All models support 99+ languages including English, Spanish, French, German, Chinese, Japanese, Arabic, and more.

Note: These use the CTranslate2-optimized models from Systran for faster-whisper, which are ~4x faster than the original OpenAI Whisper models.

Performance & Optimization

Vocal automatically detects and optimizes for your hardware:

GPU Acceleration

When NVIDIA GPU is available:

Automatic Detection: GPU is detected and used automatically
Optimal Compute Types:
- 8GB+ VRAM: float16 (best quality)
- 4-8GB VRAM: int8_float16 (balanced)
- <4GB VRAM: int8 (most efficient)
4x-10x Faster: GPU inference is significantly faster than CPU
Memory Management: Automatic GPU cache clearing

CPU Optimization

When GPU is not available:

Multi-threading: Uses optimal CPU threads based on core count
Quantization: int8 quantization for faster CPU inference
VAD Filtering: Voice Activity Detection for improved performance

Check Your Device

# View device info via API
curl http://localhost:8000/v1/system/device

# Or via SDK
from vocal_sdk import VocalSDK
client = VocalSDK()
info = client._request('GET', '/v1/system/device')
print(info)

Example output:

{
  "platform": "Windows",
  "cpu_count": 16,
  "cuda_available": true,
  "gpu_count": 1,
  "gpu_devices": [{
    "name": "NVIDIA GeForce RTX 4090",
    "vram_gb": 24.0,
    "compute_capability": "8.9"
  }]
}

Optimization Tips

GPU Usage: Models automatically use GPU when available
Model Selection:
- tiny/base models: Work well on CPU
- small/medium: Best on GPU with 4GB+ VRAM
- large: Requires GPU with 8GB+ VRAM
Batch Processing: Load model once, transcribe multiple files
VAD Filter: Enabled by default for better performance

CLI Usage

The CLI provides an intuitive command-line interface for common tasks.

Transcription

# Transcribe audio file
vocal run audio.mp3

# Specify model
vocal run audio.mp3 --model Systran/faster-whisper-base

# Specify language
vocal run audio.mp3 --language en

# Output formats
vocal run audio.mp3 --format text
vocal run audio.mp3 --format json
vocal run audio.mp3 --format srt
vocal run audio.mp3 --format vtt

Model Management

# List all models
vocal models list

# Filter by status
vocal models list --status available
vocal models list --status not_downloaded

# Download a model
vocal models pull Systran/faster-whisper-tiny

# Delete a model
vocal models delete Systran/faster-whisper-tiny
vocal models delete Systran/faster-whisper-tiny --force

Server Management

# Start API server (default: http://0.0.0.0:8000)
vocal serve

# Custom host and port
vocal serve --host localhost --port 9000

# Enable auto-reload for development
vocal serve --reload

Development

Project Structure

The project uses a uv workspace with multiple packages:

packages/core: Core model registry and adapters (no dependencies on API)

**TASK DESCRIPTION**
Extract, word for word, the part of the Vocal documentation from "GPU Acceleration" to "VRAM: int8_float16 (balanced)". The items are not needed for this work.

**DATA EXTRACT**
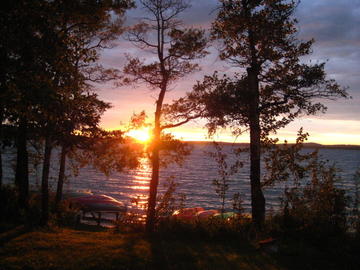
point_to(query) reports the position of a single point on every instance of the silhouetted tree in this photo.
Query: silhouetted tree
(271, 87)
(49, 48)
(175, 48)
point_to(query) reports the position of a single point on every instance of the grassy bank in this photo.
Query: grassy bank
(95, 248)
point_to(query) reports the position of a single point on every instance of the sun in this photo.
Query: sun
(141, 135)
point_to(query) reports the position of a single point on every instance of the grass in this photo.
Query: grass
(96, 248)
(83, 249)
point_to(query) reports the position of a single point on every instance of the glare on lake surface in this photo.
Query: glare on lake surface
(142, 135)
(194, 178)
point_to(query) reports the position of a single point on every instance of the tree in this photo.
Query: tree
(50, 48)
(272, 85)
(175, 48)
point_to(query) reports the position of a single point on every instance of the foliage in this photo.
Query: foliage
(312, 202)
(169, 201)
(355, 215)
(271, 86)
(175, 48)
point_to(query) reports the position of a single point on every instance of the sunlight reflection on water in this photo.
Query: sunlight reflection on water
(195, 179)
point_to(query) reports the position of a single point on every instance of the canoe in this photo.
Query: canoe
(206, 214)
(99, 203)
(187, 214)
(226, 215)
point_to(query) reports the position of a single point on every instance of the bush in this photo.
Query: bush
(318, 207)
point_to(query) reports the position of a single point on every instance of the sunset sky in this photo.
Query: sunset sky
(333, 24)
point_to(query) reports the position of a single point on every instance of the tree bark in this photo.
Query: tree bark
(155, 164)
(0, 166)
(45, 184)
(257, 196)
(21, 171)
(60, 182)
(151, 212)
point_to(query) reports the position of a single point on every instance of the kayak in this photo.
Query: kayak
(98, 203)
(187, 214)
(204, 215)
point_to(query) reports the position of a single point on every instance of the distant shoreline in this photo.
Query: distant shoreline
(306, 145)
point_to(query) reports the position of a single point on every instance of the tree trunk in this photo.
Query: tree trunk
(151, 215)
(45, 184)
(60, 183)
(0, 166)
(22, 173)
(257, 196)
(155, 163)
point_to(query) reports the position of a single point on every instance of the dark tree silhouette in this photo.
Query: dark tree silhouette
(175, 48)
(272, 86)
(49, 47)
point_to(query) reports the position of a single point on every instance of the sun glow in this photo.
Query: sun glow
(141, 135)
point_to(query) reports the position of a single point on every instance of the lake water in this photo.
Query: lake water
(194, 178)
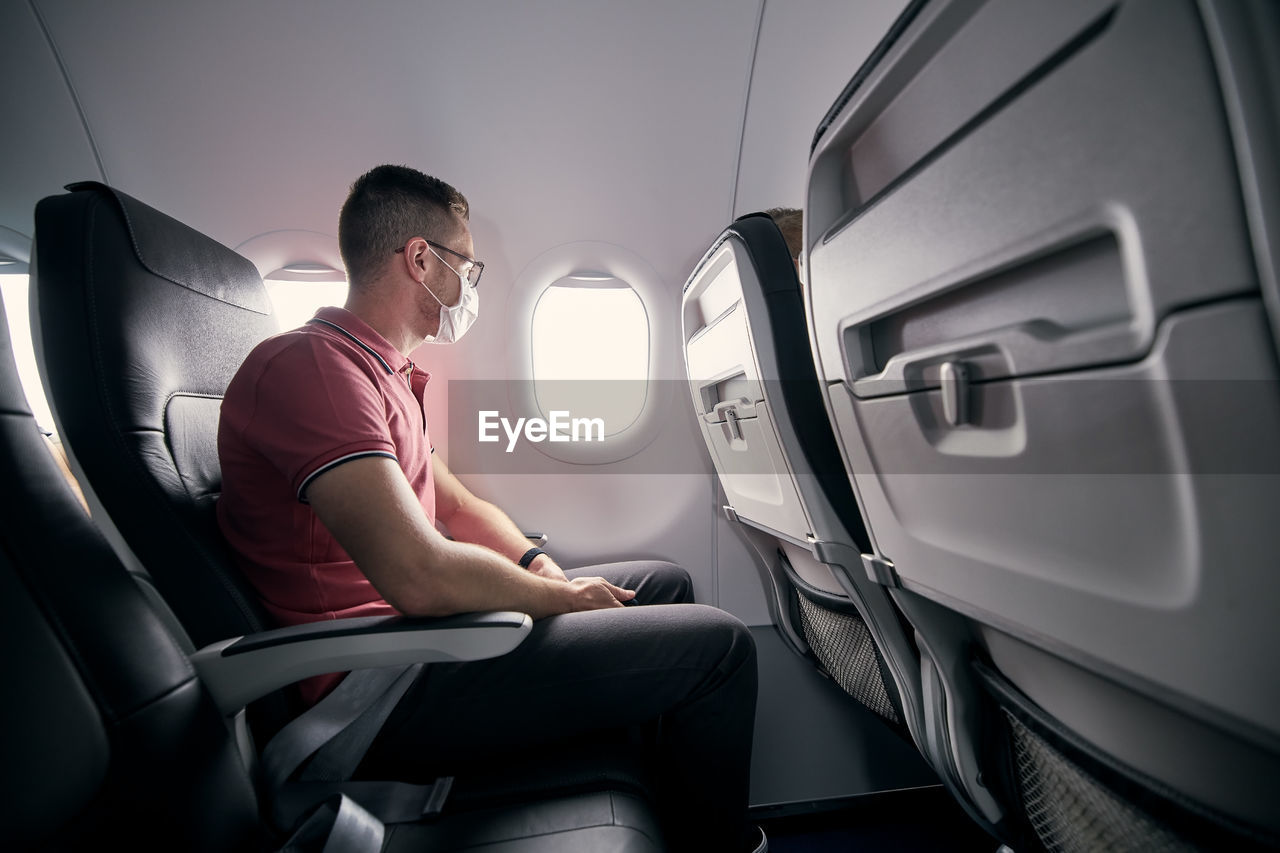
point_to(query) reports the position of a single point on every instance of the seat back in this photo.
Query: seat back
(142, 322)
(1042, 299)
(760, 413)
(109, 739)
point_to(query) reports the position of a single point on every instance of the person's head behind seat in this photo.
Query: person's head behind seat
(387, 206)
(790, 222)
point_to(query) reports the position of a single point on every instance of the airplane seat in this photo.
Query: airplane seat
(113, 742)
(760, 413)
(142, 323)
(1042, 293)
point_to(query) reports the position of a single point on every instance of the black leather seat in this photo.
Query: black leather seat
(110, 738)
(142, 322)
(762, 414)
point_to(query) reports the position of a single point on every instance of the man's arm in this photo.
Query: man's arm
(371, 511)
(472, 519)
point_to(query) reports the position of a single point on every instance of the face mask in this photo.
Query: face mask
(457, 319)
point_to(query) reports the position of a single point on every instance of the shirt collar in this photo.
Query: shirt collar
(346, 323)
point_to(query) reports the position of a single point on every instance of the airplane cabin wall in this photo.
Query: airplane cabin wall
(566, 122)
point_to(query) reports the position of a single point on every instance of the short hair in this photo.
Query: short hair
(384, 209)
(790, 222)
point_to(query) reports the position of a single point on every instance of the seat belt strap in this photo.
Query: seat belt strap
(337, 760)
(388, 801)
(359, 693)
(342, 825)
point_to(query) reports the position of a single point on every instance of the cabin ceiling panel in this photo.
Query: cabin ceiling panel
(560, 119)
(42, 141)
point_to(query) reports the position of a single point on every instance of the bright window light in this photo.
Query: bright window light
(590, 350)
(295, 302)
(14, 288)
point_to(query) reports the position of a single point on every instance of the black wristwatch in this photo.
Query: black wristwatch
(530, 556)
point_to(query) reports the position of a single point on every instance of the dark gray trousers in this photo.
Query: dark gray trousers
(682, 670)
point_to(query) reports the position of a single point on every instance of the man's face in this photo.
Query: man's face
(443, 263)
(449, 261)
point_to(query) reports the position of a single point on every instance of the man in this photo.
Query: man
(330, 492)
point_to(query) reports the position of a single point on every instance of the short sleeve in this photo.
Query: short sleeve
(314, 407)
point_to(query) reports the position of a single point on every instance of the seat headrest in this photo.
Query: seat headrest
(174, 251)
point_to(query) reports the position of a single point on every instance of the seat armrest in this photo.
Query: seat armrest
(242, 669)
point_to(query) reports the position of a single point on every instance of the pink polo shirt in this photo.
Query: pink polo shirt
(304, 402)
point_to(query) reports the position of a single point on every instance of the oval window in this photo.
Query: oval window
(590, 351)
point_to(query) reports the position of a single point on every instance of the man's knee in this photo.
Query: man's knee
(675, 583)
(722, 637)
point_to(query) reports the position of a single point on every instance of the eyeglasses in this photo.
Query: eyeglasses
(469, 268)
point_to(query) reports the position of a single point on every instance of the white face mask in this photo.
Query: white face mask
(457, 319)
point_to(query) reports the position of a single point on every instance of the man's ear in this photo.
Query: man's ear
(416, 258)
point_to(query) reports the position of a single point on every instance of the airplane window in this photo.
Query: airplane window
(295, 302)
(14, 288)
(590, 350)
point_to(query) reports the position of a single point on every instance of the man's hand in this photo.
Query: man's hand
(597, 593)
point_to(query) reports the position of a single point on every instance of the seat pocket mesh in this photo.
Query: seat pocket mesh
(1072, 812)
(842, 643)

**TASK RESPONSE**
GPU Acceleration

When NVIDIA GPU is available:

Automatic Detection: GPU is detected and used automatically
Optimal Compute Types:
- 8GB+ VRAM: float16 (best quality)
- 4-8GB VRAM: int8_float16 (balanced)